WHAT IS BEING ASKED: Continue the piece on misleading statistics and the base rate fallacy, starting after its last sentence.

Mark Twain famously remarked that there are “lies, damn lies, and statistics.” It’s a quote a lot of people like to invoke when statistics either don’t line up with public perceptions, or when they seem to muddy the waters, making it more difficult to understand a given phenomenon. We are bombarded with statistics—about the COVID-19 pandemic, about the upcoming election, about climate change, in marketing materials, and so on. But how do we understand this cascade of numbers? For the most part, we don’t. “Shock” headlines are partly to blame, statistics used without context to obscure rather than reveal the complete picture.
By way of example, let’s look at a common statistic, which is often used by insurance companies. “3 out of every 4 accidents happen within 15 miles of your home.” Yikes! This sounds as if we are LESS safe driving around our hometowns than when we are on vacation. After all, only 1 in 4 accidents happen away from home—so vacation driving is safer than driving around home, right? Not necessarily. We can get a misleading picture if we look at these numbers in isolation. In the data world, this is called the “base rate fallacy.”
In probability and statistics, context is often provided by invoking the base rate, or the underlying probability unconditioned by prior events. In the car accident example, the base rate is the total percentage of driving within 15 miles of your home. 3 out of 4 accidents may happen near the home, but how much time do we actually spend near our homes? About 95% for most people! Most accidents happen near our homes because that’s where we spend the vast majority of the time. Given the odds of an accident are only 75% in an area you spend 95% of your time, driving close to home is clearly many, many times safer than driving away from it.

EXTRACTED DATA:
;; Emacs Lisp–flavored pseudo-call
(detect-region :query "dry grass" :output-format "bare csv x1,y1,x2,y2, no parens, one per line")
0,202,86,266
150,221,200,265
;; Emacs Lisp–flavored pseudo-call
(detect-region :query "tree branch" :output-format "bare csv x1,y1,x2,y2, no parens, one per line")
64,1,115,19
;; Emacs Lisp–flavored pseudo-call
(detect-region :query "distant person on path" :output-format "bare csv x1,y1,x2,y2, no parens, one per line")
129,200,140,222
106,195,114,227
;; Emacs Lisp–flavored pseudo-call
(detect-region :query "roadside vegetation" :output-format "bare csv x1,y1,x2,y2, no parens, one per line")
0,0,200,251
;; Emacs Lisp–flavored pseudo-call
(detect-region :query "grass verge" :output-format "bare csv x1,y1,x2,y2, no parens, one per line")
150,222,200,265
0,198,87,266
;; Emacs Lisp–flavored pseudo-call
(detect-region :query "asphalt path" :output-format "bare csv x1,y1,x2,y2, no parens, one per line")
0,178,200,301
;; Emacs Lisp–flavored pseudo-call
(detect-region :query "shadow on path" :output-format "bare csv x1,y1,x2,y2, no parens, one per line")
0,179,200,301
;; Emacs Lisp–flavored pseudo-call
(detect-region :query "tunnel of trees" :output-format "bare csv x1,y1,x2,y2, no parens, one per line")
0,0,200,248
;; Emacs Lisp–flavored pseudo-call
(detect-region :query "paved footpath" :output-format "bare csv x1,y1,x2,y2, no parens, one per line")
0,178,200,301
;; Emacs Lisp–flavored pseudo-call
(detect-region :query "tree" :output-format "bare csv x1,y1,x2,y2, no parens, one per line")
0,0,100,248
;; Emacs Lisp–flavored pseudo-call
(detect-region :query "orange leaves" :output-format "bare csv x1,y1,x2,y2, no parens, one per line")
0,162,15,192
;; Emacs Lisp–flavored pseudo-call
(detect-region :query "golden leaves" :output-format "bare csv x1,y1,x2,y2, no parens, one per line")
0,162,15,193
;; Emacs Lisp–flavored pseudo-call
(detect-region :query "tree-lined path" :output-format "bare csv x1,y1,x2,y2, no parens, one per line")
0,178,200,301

REPLY:
So why does this matter? Well, ignoring the base rate may lead you to the wrong conclusion, as in the car accident example. These days, you can’t open a newspaper or listen to a television broadcast without being immediately confronted with statistical claims about the health crisis, the direction of the economy, political trends, etc. The vast majority of the time these statistics are presented without the base rate, which renders them virtually meaningless. We understand that it’s not realistic to expect that news media explain statistical principles in every article. But these numbers dictate policy, which in turn affects all of our lives. What can we do? We can become more savvy data readers. In an era when we’re constantly confronted with numbers, percentages, flow charts, and the like, we need to look more deeply into their context, and be ever more careful about the conclusions we draw. Because just like words, numbers can be deceiving.